— Start Given text —

3
#include <stdio.h>

int main(void)
{
    int a, b;
    int *p = &a;

#ifdef __clang__
    int *q = &b + 1;
#elif __GNUC__
    int *q = &b - 1;
#endif

    printf("%p %p %d\n", (void *)p, (void *)q, p == q);
}

C11 § 6.5.9 \ 6 says that

Two pointers compare equal if and only if both are null pointers, both are pointers to the same object (including a pointer to an object and a subobject at its beginning) or function, both are pointers to one past the last element of the same array object, or one is a pointer to one past the end of one array object and the other is a pointer to the start of a different array object that happens to immediately follow the first array object in the address space.

I have tested it four different ways:

  1. Clang 9.0.1 with -01 option;
  2. Clang 9.0.1 without any options;
  3. GCC 9.2.0 with -01 option;
  4. GCC 9.2.9 without any options.

The results are the following:

$ ./prog_clang
0x7ffebf0a65d4 0x7ffebf0a65d4 1
$ ./prog_clang_01
0x7ffd9931b9bc 0x7ffd9931b9bc 1
$ ./prog_gcc
0x7ffea055a980 0x7ffea055a980 1
$ ./prog_gcc_01
0x7fffd5fa5490 0x7fffd5fa5490 0

What is the correct behavior in this case?

eanmos
  • 387
  • 1
  • 6
  • 15
  • 4
    There is no correct behavior. `a` and `b` are unrelated. – Mat Jan 16 '20 at 21:24
  • 5
    Making assumptions about stack layout sends you off into undefined territory. `a` and `b` have no well defined relationship in terms of the language semantics, so you kinda get what you get. The "correct behavior" in this case is to avoid writing code like this =D – Ben Zotto Jan 16 '20 at 21:24
  • @BenZotto: That's clear intuitively, but how does it follow from the language in the standard? – Nate Eldredge Jan 16 '20 at 21:28
  • @NateEldredge: I expanded into an answer. See also AndrewHenle's answer which comes at it from another part of the standard. – Ben Zotto Jan 16 '20 at 21:39
  • It precisely follows the standard. `a` and `b` are NOT pointers to the same object. `a` is an object separate and apart from `b`. Neither `a` or `b` are *arrays* and neither are `NULL`.. – David C. Rankin Jan 16 '20 at 21:51
  • Setting aside the other stuff, the real mystery for me here is why the last test actually produced `0` when the numerical values of the addresses appear to be indeed identical per your logging output. That suggests the compiler (with only a different optimization mode?) is basing that output on actual semantic analysis and ignoring the underlying value compare. That's a new one for me, anyway. – Ben Zotto Jan 16 '20 at 21:56
  • See the linked dup. It's not UB, but GCC has the concept of pointer provenance so there's no guarantee the pointers will compare equal even if the numerical values are the same. – dbush Jan 16 '20 at 21:58
  • @dbush, thanks. Sorry for a duplicate. – eanmos Jan 16 '20 at 21:59
  • @DavidC.Rankin: They are both arrays in this situation. C 2018 6.5.9 (“Equality operators”) 7 says “For the purposes of these operators, a pointer to an object that is not an element of an array behaves the same as a pointer to the first element of an array of length one with the type of the object as its element type.” – Eric Postpischil Jan 16 '20 at 22:45
  • 1
    `&b - 1` is not defined by the C standard, because it defines what happens with pointer arithmetic within or just after an object but not what happens if you subtract to point before an object. However, GCC may return false if the code is changed to compare `&a+1` with `&b` even though the addresses it reveals for `a` and `b` show `b` is in fact just beyond `a`.… – Eric Postpischil Jan 16 '20 at 22:51
  • … In this regard, GCC violates the C standard, which says that “Two pointers compare equal **if and only if** … one is a pointer to one past the end of one array object and the other is a pointer to the start of a different array object that happens to immediately follow the first array object in the address space.” (The pointers are treated as pointers to elements in arrays per C 2018 6.5.9 7, quoted in my earlier comment.) – Eric Postpischil Jan 16 '20 at 22:52
  • @EricPostpischil - I did not put those two together. In that case, then it almost reads like it would be a valid-use case if both `p` and `q` are considered pointers to the first element in an array and they both point to the same element. But that seems to somewhat contradict the section cited in the question. – David C. Rankin Jan 16 '20 at 22:56
  • @BenZotton Here the compiler makes assumptions, not the user (except if you nitpick on the way the code is written...) – curiousguy Jan 17 '20 at 04:16
  • @dbush "_GCC has the concept of pointer provenance so there's no guarantee the pointers will compare equal even if the numerical values are the same_" exactly but there is exactly nothing in the std that justifies that behavior – curiousguy Jan 17 '20 at 04:22

2 Answers2

6

What is the correct behavior in this case?

— End Given text —
— Start Given data —

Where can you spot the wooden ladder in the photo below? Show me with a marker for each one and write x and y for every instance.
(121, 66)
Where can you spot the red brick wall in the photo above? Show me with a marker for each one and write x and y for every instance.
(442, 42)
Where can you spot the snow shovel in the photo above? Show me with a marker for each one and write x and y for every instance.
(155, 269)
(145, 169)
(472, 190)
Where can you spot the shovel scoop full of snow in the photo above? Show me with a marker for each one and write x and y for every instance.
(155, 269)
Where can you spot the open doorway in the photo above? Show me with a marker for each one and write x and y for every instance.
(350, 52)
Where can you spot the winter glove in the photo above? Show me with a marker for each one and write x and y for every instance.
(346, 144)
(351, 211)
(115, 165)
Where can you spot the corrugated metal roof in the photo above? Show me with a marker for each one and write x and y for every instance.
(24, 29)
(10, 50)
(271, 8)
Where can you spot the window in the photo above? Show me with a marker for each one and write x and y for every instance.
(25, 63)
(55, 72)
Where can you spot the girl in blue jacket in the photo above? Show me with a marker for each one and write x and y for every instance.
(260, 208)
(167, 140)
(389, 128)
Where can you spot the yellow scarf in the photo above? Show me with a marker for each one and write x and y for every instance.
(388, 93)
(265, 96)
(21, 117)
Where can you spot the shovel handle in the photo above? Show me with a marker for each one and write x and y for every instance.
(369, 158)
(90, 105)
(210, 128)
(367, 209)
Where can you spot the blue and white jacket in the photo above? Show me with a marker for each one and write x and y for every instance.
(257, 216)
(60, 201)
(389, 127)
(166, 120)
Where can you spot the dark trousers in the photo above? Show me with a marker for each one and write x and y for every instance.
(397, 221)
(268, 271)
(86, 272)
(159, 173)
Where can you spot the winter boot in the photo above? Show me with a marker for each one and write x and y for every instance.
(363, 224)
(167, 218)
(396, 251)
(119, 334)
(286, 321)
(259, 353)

— End Given data —

◆ Exercise task 1:
In the pointer comparison thread, translate this sentence into Spanish: "Making assumptions about stack layout sends you off into undefined territory."
◆ Exercise task 2:
According to the pointer comparison thread, what concept in GCC means two pointers may not compare equal even when their numerical values match?

◆ Worked answer 1:
Hacer suposiciones sobre la disposición de la pila te lleva a un territorio indefinido.

◆ Worked answer 2:
Pointer provenance.